Task brief
In the article on AI agents and online advertising, rewrite the passage starting with "Old Internet Model" and going on through "open agentic commerce.", swapping in "tiny payments" for "micropayments".

Venture firm a16z crypto says artificial intelligence could disrupt the online advertising model that has underpinned the internet for decades, as AI agents begin handling shopping and payments for users, reducing the role ads play in driving online traffic.
In a blog post published on Sunday, Sam Ragsdale of a16z crypto said the rise of autonomous AI agents could change how goods and services are discovered and bought online, arguing that unlike human users, such systems do not respond to advertising in the same way, which could reduce the value of the ad-supported web.
Old Internet Model Under Pressure
Ragsdale said the internet solved its early business model problem through advertising after micropayments failed to take off in the 1990s. That system allowed publishers and platforms to make money by capturing user attention, helping build the open web into a global commercial network.
However, that model is now being challenged by AI tools that can answer questions, compare options, and complete tasks without sending users through the same ad-filled path that shaped online browsing for years.
Ragsdale said that shift could become more visible as AI agents improve their ability to act on users’ behalf, from locating services and comparing prices to making purchases directly.
Open Networks vs. Closed Platforms
Ragsdale also drew a distinction between shopping features offered inside major chatbot platforms and what he described as open agentic commerce.
He said chatbot-based purchasing tools may improve convenience but still operate within controlled ecosystems where merchants must be approved before they can participate. By contrast, open protocols would allow AI agents to transact more freely across the internet without depending on a single platform’s rules or preferred partners.
The broader idea, he said, is to create a system in which agents can pay for digital services, software, data, or other goods directly, much as websites once relied on open internet standards to scale beyond closed online platforms.
Payments and Discovery
Ragsdale pointed to emerging payment efforts such as “x402” and “mpp” as examples of infrastructure that could support that model, particularly by lowering the cost of small digital transactions.
He said the remaining challenge is discovery, as agents may be able to pay but still need reliable ways to find merchants and services available to them.
For a16z crypto, that is where the next phase of online commerce may take shape. If AI agents begin to search, decide, and transact on their own, Ragsdale believes the internet could move away from an economy built around advertising and toward one driven more by direct machine-to-machine payments.

Recorded data
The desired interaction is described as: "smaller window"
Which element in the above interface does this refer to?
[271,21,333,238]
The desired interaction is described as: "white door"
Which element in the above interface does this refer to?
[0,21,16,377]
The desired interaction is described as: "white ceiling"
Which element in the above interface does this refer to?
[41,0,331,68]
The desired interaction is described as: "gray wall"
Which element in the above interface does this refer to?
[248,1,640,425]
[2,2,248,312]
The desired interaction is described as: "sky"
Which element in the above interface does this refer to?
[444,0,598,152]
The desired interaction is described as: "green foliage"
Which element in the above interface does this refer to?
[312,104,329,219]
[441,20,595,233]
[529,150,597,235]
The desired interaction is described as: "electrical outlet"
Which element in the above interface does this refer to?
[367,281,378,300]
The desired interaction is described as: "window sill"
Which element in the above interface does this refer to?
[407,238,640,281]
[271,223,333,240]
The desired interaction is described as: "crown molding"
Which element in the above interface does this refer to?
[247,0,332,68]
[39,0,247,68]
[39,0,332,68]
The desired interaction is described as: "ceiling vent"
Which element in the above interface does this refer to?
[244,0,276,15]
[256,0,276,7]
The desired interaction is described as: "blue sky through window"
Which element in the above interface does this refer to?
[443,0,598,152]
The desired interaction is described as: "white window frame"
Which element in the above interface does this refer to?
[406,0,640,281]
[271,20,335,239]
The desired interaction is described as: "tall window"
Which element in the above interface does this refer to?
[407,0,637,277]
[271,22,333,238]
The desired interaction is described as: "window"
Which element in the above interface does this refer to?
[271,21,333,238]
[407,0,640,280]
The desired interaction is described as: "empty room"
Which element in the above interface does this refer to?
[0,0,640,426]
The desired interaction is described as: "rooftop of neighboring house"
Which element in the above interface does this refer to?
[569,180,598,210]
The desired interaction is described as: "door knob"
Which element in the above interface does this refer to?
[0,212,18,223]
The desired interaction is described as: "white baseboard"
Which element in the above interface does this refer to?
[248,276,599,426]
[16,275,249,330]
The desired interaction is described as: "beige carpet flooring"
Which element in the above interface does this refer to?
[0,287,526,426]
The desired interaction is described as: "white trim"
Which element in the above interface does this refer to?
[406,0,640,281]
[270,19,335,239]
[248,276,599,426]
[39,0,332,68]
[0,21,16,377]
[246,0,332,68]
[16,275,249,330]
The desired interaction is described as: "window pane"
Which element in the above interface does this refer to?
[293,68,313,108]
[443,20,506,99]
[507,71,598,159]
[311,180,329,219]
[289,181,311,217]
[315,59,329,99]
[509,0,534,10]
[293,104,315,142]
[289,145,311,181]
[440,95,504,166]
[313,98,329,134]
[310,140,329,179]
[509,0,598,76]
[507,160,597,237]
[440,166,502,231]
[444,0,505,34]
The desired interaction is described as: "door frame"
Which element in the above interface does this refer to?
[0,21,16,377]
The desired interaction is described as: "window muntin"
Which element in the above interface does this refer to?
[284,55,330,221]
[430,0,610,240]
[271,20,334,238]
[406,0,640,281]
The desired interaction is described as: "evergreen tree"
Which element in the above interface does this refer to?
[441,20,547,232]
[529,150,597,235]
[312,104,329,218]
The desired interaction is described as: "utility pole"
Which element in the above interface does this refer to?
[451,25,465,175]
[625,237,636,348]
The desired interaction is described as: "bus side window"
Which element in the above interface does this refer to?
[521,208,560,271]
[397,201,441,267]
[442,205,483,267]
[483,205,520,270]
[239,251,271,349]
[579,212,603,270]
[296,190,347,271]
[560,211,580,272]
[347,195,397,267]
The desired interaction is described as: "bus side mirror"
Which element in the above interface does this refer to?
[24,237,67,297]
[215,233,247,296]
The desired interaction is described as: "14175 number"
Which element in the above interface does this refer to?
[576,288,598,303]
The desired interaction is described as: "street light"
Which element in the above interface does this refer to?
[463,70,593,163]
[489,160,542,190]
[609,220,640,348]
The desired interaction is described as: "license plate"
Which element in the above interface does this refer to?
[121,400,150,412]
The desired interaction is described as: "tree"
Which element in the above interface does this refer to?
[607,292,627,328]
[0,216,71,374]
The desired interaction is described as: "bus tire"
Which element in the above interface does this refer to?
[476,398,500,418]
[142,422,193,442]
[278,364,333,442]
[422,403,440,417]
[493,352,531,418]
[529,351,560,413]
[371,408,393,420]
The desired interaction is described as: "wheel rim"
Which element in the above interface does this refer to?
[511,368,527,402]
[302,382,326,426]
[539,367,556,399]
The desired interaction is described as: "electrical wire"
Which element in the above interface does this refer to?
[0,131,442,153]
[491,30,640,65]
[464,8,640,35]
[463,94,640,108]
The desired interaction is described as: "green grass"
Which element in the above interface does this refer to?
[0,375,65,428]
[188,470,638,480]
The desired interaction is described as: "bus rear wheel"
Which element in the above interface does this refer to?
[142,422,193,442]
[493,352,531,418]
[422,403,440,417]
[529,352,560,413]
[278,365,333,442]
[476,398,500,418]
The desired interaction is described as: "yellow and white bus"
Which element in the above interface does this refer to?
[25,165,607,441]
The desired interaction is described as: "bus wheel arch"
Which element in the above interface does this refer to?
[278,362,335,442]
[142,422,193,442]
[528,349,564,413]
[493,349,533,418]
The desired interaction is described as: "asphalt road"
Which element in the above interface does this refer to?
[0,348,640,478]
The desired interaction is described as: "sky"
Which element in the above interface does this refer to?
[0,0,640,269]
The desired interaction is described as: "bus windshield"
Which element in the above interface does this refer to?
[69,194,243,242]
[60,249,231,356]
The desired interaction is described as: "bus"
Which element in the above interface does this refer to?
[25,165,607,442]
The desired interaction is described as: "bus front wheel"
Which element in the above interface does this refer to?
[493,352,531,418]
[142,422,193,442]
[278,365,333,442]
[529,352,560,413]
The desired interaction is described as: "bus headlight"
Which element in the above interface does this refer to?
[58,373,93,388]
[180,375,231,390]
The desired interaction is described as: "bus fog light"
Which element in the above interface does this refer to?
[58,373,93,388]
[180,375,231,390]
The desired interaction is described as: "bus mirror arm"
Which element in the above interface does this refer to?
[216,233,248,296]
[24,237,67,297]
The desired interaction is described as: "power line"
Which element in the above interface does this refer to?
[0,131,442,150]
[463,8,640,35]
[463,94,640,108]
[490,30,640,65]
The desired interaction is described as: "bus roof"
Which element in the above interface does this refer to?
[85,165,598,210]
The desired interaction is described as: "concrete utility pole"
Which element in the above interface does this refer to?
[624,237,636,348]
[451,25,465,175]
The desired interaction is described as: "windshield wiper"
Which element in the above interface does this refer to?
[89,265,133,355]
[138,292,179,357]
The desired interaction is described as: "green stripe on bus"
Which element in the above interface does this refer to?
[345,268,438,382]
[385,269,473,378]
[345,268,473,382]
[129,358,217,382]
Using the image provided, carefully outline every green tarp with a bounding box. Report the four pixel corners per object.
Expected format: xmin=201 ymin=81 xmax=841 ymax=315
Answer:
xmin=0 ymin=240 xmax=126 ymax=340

Output
Old Internet Model Under Pressure
Ragsdale said the internet solved its early business model problem through advertising after tiny payments failed to take off in the 1990s. That system allowed publishers and platforms to make money by capturing user attention, helping build the open web into a global commercial network.
However, that model is now being challenged by AI tools that can answer questions, compare options, and complete tasks without sending users through the same ad-filled path that shaped online browsing for years.
Ragsdale said that shift could become more visible as AI agents improve their ability to act on users’ behalf, from locating services and comparing prices to making purchases directly.
Open Networks vs. Closed Platforms
Ragsdale also drew a distinction between shopping features offered inside major chatbot platforms and what he described as open agentic commerce.